- **Assignment**
Copy, from the entries below, each line in which the string "instance" appears.

- **Dataset**
* * * *

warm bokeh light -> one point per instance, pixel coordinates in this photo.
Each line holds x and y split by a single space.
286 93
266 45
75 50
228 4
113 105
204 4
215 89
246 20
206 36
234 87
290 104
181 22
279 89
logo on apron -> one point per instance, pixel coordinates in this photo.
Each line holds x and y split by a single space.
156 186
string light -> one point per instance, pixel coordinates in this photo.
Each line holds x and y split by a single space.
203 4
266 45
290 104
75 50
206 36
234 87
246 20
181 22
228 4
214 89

* * * *

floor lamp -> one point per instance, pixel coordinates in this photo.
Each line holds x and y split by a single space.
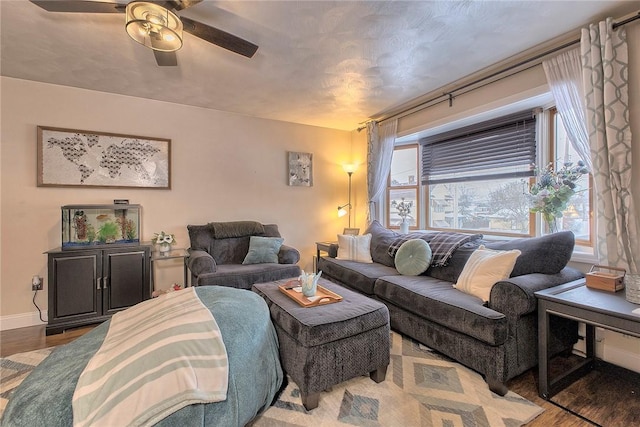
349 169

* * * *

- **Expected answer**
warm bokeh light -> one point per instance, pixel coordinates in this photo.
logo on apron -> one point per instance, pixel coordinates in this photo.
string light -> one point per instance, pixel coordinates in this photo.
floor lamp -> one point per instance, pixel coordinates in this photo.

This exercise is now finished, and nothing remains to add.